- _Stated problem_:
Please output the lines shown below exactly as they appear.

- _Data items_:
********************

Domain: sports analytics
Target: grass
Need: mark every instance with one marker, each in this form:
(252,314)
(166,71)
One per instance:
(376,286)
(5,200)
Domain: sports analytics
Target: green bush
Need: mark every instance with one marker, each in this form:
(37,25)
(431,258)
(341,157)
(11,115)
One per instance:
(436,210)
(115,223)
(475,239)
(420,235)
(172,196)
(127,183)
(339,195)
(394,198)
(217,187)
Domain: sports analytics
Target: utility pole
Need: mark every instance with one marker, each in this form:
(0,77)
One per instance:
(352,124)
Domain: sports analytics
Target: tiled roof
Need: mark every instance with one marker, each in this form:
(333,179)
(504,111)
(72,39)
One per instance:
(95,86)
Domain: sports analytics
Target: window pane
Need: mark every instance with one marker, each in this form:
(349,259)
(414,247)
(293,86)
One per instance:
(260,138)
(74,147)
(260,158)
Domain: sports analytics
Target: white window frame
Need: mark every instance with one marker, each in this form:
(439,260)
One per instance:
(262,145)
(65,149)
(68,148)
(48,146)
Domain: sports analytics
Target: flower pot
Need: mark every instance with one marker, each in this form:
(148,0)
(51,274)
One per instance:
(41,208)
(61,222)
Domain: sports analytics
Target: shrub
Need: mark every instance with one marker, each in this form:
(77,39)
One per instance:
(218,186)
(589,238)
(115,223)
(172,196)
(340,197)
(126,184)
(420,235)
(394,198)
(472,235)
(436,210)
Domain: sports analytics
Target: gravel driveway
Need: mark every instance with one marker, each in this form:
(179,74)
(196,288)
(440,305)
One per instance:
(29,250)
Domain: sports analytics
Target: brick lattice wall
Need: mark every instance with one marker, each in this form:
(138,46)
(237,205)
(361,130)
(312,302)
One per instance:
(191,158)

********************

- _Written reply_:
Domain: sports analytics
Target: grass
Need: mark every instance with one marker, each in this form:
(252,314)
(166,71)
One per instance:
(376,286)
(5,200)
Domain: sports analytics
Target: green bush
Need: mark every instance with one marker, each in this form:
(37,25)
(431,258)
(341,157)
(11,115)
One per instance:
(436,210)
(115,223)
(475,239)
(420,235)
(172,196)
(127,183)
(339,195)
(394,198)
(217,187)
Domain: sports analytics
Target: utility pole
Need: mark every instance with one marker, each in this form:
(0,77)
One per instance:
(352,124)
Domain: sports analytics
Target: tiled roof
Need: mark every instance with one marker, each in this form:
(333,179)
(504,111)
(72,39)
One per instance:
(95,86)
Domain: sports analytics
Target: window pane
Need: mark every instance with one marker, each in this form:
(349,259)
(414,247)
(293,86)
One per instance:
(260,138)
(74,147)
(260,158)
Domain: sports analytics
Target: white window frame
Need: mark every instance with one marker, each in this form:
(439,260)
One per instance:
(262,145)
(65,149)
(68,148)
(48,146)
Domain: sports analytics
Target: flower pot
Need: mark every instance with one marker, each in this form:
(148,0)
(51,274)
One per instance:
(41,208)
(61,222)
Domain: sports analytics
Target: shrub
Need: mark every instance with one marker, each in this form:
(77,39)
One per instance:
(218,186)
(589,238)
(115,223)
(172,196)
(340,197)
(126,184)
(420,235)
(394,198)
(472,235)
(436,210)
Domain: sports analytics
Target: gravel driveway
Need: mark every instance with one marker, each in this form:
(179,74)
(196,288)
(440,305)
One per instance:
(29,250)
Domain: sports analytics
Target: brick lattice wall
Need: mark every instance with one marker, each in this form:
(138,46)
(237,205)
(361,130)
(312,302)
One per instance:
(191,158)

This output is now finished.